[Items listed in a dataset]
──────────────────────────────

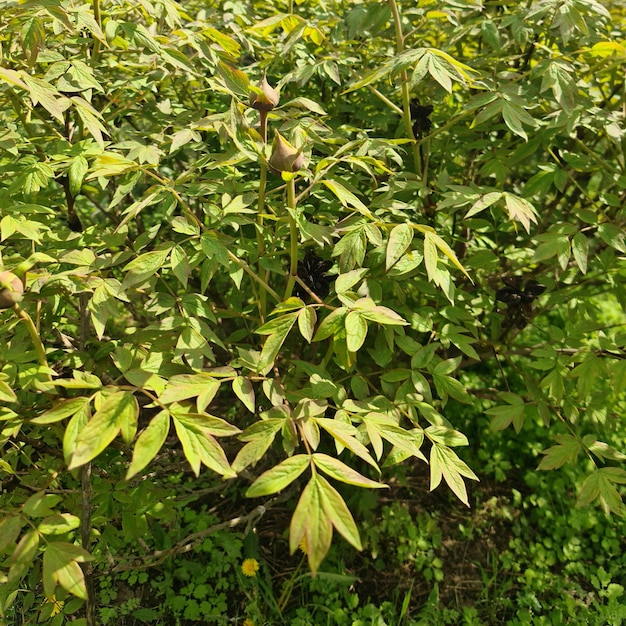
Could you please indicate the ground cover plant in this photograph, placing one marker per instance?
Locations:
(272, 272)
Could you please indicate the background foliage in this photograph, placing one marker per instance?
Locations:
(446, 262)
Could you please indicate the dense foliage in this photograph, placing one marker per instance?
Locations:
(294, 252)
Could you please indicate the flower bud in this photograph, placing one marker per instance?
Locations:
(284, 157)
(267, 99)
(11, 289)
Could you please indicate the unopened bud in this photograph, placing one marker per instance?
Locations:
(284, 157)
(267, 99)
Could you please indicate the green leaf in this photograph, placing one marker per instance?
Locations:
(307, 319)
(338, 513)
(599, 485)
(278, 477)
(149, 442)
(446, 436)
(376, 313)
(484, 202)
(60, 565)
(260, 437)
(444, 462)
(118, 411)
(77, 171)
(344, 435)
(356, 330)
(10, 528)
(331, 324)
(6, 393)
(580, 250)
(245, 392)
(400, 239)
(184, 386)
(58, 524)
(521, 210)
(342, 472)
(311, 523)
(347, 198)
(430, 255)
(274, 342)
(386, 428)
(61, 410)
(565, 452)
(236, 80)
(40, 504)
(143, 267)
(22, 557)
(199, 445)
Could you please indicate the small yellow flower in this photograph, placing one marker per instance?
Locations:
(250, 567)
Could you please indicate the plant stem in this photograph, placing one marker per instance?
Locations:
(254, 276)
(34, 337)
(85, 531)
(259, 235)
(293, 236)
(406, 96)
(96, 43)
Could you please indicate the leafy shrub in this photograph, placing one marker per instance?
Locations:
(298, 291)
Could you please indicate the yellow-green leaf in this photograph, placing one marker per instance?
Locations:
(277, 478)
(116, 412)
(149, 443)
(340, 471)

──────────────────────────────

> _Activity_:
Every entry must be retyped exactly, with the pictures removed.

> _Task solution_:
Could you please indicate the ground cover plant in this photograph, placing one marker per instance?
Locations:
(272, 272)
Could you please indicate the background foliage in this photograph, placing one marker per instance?
Locations:
(446, 262)
Could you please indicate the dense foliage in this photograph, placing one marker per instance?
Locations:
(294, 252)
Could you please indicate the flower bud in this photograph, placing one marker per instance?
Locations:
(284, 157)
(267, 99)
(11, 289)
Could you please indicate the unopened bud in this photograph, placing one marker per instance?
Locations:
(284, 157)
(267, 99)
Could you please indicate the green leaf in this photograph, placing one marker per instance?
Locations:
(307, 319)
(338, 513)
(599, 485)
(278, 477)
(149, 442)
(446, 436)
(376, 313)
(484, 202)
(60, 565)
(260, 437)
(444, 462)
(118, 411)
(77, 171)
(344, 435)
(356, 330)
(10, 528)
(331, 324)
(6, 393)
(580, 250)
(245, 392)
(400, 239)
(184, 386)
(58, 524)
(521, 210)
(342, 472)
(311, 523)
(347, 198)
(430, 255)
(274, 342)
(386, 428)
(61, 410)
(565, 452)
(236, 80)
(40, 504)
(143, 267)
(22, 557)
(199, 445)
Could you please indicate the small yellow flower in this photograph, placing one marker per instance?
Locations:
(250, 567)
Could you please indicate the plant stem in this photograph, placing one marker per instance?
Locations:
(254, 276)
(34, 337)
(85, 531)
(259, 235)
(293, 236)
(406, 96)
(96, 43)
Could you please indicate the leafy shrub in this photograph, placing one marker per instance?
Locations:
(298, 291)
Could you please indicate the yellow-green leaf in this photograph, placing one marker per instance?
Locations:
(277, 478)
(116, 412)
(149, 443)
(340, 471)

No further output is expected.